__ABOUT THIS EXERCISE__. Please carry on the needlework talk summary below from the point where it stops, keeping its voice, and leave the lines after it alone.

The verdict was “not very.” All sorts of things intervene. First there can be a huge shift in colors, due to pigment color migration over time. She showed some blues that were vivid azure when new, that are now a totally unrelated beer-bottle brown. Other complications include artists that were more or less skilled in needlework depiction or who had varying levels of interest in rendering needlework with stitch accuracy (some pix are flat out representational and not literal). This could have been a product of whether or not the artist had access to the textile independent of the sitter (increases veracity). I can imagine that some sitters may not have actually worn all of the clothing pieces in which they are depicted at the same time. Some may have taken all their best, wearing it all at once for their sitting. Others may have been painted with family items or accouterments, in an effort to look richer or more influential than they really were. Takeaway from this lecture is “view all with grain of salt.”

The second talk was William Kentish Barnes – the master gold thread maker who supplied the jacket project. He spoke on the history and methods of his craft. While an engaging anecdotal speaker, he had rather more content and enthusiasm than public speaking experience and ran out of time before his talk finished. Still, it was interesting, if rather rambling. His main point is that motive power (human, animal, steam, electricity) may have changed, but the physical production of drawn wire threads remained stable until the invention of plating via electrolysis; and there’s nothing in the 1600s that we can’t make now, given demand to spark manufacture. He hinted quite broadly that if the stitchers in the audience wanted quality, historically accurate materials, that demand would suffice.

After break the third speaker was a PhD student, Nicole Belolan with a talk from her amusingly named thesis, The Blood of Murdered Time. Her talk explored Berlin woolwork (19th century needlepoint). Now Berlin is long maligned as a debased, populist craft. Although widely practiced, it had the same disparaged reputation in its time as plastic canvas tissue box holders have today. Belolan put it in social context, and looked at it through the experiences of a woman invalid, who although isolated through illness, maintained a long-distance social life and community via pattern sharing and gift exchanges with friends and family. I’m not likely to run out and stitch a sentimental spaniel among the posies, but Belolan did do a good job of showing the value of this populist style, and the populist, accessible appeal that it had at the time.

__PROVIDED MATERIAL__.
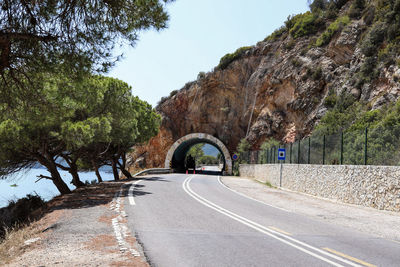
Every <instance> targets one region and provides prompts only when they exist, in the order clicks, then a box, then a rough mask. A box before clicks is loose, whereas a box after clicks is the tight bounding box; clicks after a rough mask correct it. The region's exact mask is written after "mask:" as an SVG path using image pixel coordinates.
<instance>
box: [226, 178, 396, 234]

__TASK RESPONSE__.
The last talk was by Dr. Lynn Hulse Archivist of the Royal School of Needlework. She spoke about the late 19th century revival of Jacobean-inspired crewel work, largely fostered by the Royal School of Needlework and some famous practitioners, most notably, Lady Julia Carew. Imagine one of today’s E! or gossip page luminaries, but highly talented at needlework, setting a style through personal production and sponsorship. With prodigious personal output including an entire room full of floor to ceiling panels, plus dozens of pieces of furniture and smaller pieces. Very interesting, and laudable – a product of the arts and crafts movement for sure. A very interesting talk about a very interesting woman. I’ll be looking for more info on Lady Carew.

After lunch I had selected two tours instead of sit-down workshops.

The first was a session in the rare book rooms of the Winterthur library (which is largely accessible on-line). No 1600s era modelbooks, but lots of slightly later works, plus 1600s era emblem and natural history works – both used for needlework inspiration.

The high point of the entire weekend came for me in the second half of the library tour, when we went down into the room to view ephemerata (really old non-book stuff, like pamphlets, scrapbooks, pattern pages, snippets, and broadsides). There, in an assembled book of textile fragments, awaiting restoration/mounting was an actual piece of 1600s era Italian voided work, done in red silk on linen. Exactly the style that I research and graph. It was done on around 50+count linen. While the pattern was rather more like some of the ones I used on my last piece, it had a squared background, exactly like the strip I am working now. I was able to see both front and back. There were knots! And the background was identical front and back – NOT in four sided stitch with little x’s on the reverse. I was THRILLED, I’d never been up close and personal with an exact representation of the stuff I’ve been graphing! We WERE able to take pix in the library, so I have photos of this piece. I intend to write to Winterthur and ask permission to include a chart for this unpublished work in TNCM2.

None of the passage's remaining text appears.